Your objective — Please select each line in the rows below that contains the word "along", and copy those lines.

#### Given data ####

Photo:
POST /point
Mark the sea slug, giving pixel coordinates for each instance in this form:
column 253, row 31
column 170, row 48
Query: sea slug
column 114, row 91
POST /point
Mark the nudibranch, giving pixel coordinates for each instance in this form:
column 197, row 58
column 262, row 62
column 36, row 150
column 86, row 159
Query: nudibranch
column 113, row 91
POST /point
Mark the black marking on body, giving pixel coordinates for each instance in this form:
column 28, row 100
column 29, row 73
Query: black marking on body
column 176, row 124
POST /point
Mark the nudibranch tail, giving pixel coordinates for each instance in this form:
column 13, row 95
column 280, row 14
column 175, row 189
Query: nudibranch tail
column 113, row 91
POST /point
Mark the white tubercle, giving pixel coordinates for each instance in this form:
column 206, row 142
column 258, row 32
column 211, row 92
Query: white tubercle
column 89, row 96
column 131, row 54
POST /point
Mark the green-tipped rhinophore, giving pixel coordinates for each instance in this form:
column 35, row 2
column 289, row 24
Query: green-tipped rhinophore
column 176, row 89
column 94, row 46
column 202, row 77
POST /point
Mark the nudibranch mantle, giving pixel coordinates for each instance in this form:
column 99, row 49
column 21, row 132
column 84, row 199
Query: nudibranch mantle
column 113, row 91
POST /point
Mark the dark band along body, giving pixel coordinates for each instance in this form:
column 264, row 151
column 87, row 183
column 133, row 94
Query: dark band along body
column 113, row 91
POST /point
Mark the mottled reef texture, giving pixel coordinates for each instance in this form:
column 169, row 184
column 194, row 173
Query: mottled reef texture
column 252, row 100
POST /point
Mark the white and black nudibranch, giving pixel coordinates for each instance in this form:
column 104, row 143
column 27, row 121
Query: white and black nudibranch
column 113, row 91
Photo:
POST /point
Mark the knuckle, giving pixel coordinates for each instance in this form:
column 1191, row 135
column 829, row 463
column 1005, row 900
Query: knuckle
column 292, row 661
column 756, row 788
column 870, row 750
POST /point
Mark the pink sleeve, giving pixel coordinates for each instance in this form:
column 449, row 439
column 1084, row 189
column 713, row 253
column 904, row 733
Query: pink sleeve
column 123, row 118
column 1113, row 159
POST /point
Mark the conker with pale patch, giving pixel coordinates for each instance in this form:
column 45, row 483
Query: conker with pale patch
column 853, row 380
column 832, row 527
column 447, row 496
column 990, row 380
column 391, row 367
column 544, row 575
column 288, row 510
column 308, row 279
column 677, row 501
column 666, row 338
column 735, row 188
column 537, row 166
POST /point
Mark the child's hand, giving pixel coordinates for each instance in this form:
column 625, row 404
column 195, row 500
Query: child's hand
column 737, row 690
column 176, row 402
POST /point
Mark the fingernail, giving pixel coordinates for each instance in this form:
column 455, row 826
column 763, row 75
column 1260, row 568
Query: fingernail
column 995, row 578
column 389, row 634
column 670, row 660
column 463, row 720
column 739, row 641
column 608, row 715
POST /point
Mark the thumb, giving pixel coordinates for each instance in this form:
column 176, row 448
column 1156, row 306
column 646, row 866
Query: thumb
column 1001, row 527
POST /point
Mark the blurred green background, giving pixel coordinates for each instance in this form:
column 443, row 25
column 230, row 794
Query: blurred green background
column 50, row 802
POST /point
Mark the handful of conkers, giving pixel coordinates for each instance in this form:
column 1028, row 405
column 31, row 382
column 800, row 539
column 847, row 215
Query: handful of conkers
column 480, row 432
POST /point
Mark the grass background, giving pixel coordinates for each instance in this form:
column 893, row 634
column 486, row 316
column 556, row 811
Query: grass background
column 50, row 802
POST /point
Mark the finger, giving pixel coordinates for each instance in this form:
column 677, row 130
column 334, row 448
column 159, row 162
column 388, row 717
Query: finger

####

Reply to the exercise —
Mark the dark band along body, giving pixel coordinates for each instance in this form:
Query: dark band along body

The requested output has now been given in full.